• **Given exercise**
Copy out all of the material below, replacing every occurrence of "one dot each" with "a single dot apiece" and leaving everything else the same.
(begin)
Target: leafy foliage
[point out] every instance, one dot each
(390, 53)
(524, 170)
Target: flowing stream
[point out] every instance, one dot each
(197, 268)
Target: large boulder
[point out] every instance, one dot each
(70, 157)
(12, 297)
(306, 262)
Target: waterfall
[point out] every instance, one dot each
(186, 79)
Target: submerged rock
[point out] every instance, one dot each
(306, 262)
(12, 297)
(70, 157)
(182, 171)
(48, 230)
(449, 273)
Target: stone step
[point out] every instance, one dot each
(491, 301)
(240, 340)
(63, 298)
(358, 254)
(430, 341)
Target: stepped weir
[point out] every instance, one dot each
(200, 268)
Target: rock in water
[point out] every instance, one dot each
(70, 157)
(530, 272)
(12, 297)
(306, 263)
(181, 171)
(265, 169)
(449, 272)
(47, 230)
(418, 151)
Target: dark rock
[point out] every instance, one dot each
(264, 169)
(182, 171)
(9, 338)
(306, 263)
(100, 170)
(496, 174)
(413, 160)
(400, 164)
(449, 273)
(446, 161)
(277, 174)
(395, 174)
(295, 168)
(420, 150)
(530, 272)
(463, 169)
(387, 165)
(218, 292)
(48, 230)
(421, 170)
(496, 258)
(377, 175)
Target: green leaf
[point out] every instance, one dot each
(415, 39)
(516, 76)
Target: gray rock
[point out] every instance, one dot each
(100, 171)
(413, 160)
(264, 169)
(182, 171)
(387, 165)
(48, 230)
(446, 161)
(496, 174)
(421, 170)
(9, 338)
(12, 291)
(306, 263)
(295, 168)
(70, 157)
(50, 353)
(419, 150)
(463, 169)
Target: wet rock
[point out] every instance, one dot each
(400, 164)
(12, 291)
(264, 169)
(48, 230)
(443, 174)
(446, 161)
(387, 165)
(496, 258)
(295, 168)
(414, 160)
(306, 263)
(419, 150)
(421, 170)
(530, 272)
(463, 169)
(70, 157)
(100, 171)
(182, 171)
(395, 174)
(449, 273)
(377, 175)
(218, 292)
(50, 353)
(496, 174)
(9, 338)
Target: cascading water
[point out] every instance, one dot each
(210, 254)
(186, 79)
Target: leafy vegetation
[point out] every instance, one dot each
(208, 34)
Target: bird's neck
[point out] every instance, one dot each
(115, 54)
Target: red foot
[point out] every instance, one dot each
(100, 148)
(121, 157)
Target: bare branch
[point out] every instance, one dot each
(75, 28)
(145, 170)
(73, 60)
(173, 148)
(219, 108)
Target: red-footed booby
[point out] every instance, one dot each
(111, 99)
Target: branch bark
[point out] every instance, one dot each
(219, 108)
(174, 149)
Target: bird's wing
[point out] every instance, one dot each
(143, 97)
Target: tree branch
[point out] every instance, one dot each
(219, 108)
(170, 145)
(end)
• **Finished task**
Target: leafy foliage
[point out] every instance, a single dot apiece
(390, 53)
(524, 170)
Target: flowing stream
[point out] every instance, a single dot apiece
(197, 268)
Target: large boulder
[point out] every instance, a single dot apiece
(70, 157)
(12, 297)
(306, 262)
Target: waterfall
[point out] every instance, a single dot apiece
(186, 79)
Target: submerged rock
[point out] every instance, a single dot apiece
(306, 262)
(12, 297)
(70, 157)
(182, 171)
(48, 230)
(449, 273)
Target: stone step
[point out] every instance, a single dot apiece
(491, 301)
(240, 340)
(63, 298)
(358, 254)
(430, 341)
Target: stepped weir
[point out] every instance, a single dot apiece
(200, 268)
Target: rock in water
[point out] every instance, a single dot apiece
(70, 157)
(530, 272)
(12, 297)
(306, 263)
(181, 171)
(265, 169)
(449, 272)
(47, 230)
(418, 151)
Target: dark rock
[point out] every instance, a single dot apiece
(264, 169)
(182, 171)
(9, 338)
(306, 263)
(100, 170)
(496, 174)
(413, 160)
(400, 164)
(449, 273)
(446, 161)
(277, 174)
(395, 174)
(295, 168)
(420, 150)
(530, 272)
(463, 169)
(387, 165)
(218, 292)
(48, 230)
(421, 170)
(496, 258)
(377, 175)
Target: green leaf
[point out] every instance, a single dot apiece
(415, 39)
(516, 76)
Target: gray rock
[point out] every instance, a single dot apiece
(100, 171)
(413, 160)
(264, 169)
(182, 171)
(387, 165)
(48, 230)
(446, 161)
(496, 174)
(421, 170)
(9, 338)
(12, 291)
(306, 263)
(295, 168)
(70, 157)
(50, 353)
(419, 150)
(463, 169)
Target: wet rock
[point out] every instance, a single dot apiece
(400, 164)
(12, 291)
(264, 169)
(48, 230)
(443, 174)
(446, 161)
(387, 165)
(496, 258)
(295, 168)
(414, 160)
(306, 263)
(419, 150)
(421, 170)
(530, 272)
(463, 169)
(70, 157)
(100, 171)
(182, 171)
(395, 174)
(449, 273)
(377, 175)
(218, 292)
(50, 353)
(496, 174)
(9, 338)
Target: cascading water
[point out] every instance, a single dot apiece
(210, 254)
(186, 79)
Target: leafy vegetation
[point out] every instance, a single dot apiece
(208, 34)
Target: bird's neck
[point out] every instance, a single dot apiece
(115, 54)
Target: red foot
[point out] every instance, a single dot apiece
(100, 148)
(121, 157)
Target: bare branch
[point out] every instance, a single dot apiece
(75, 28)
(145, 170)
(73, 60)
(173, 148)
(219, 108)
Target: red-footed booby
[point out] every instance, a single dot apiece
(111, 99)
Target: branch bark
[point out] every instance, a single dot apiece
(219, 108)
(174, 149)
Target: bird's wing
[point out] every instance, a single dot apiece
(143, 97)
Target: tree branch
[point out] every instance, a single dot apiece
(219, 108)
(170, 145)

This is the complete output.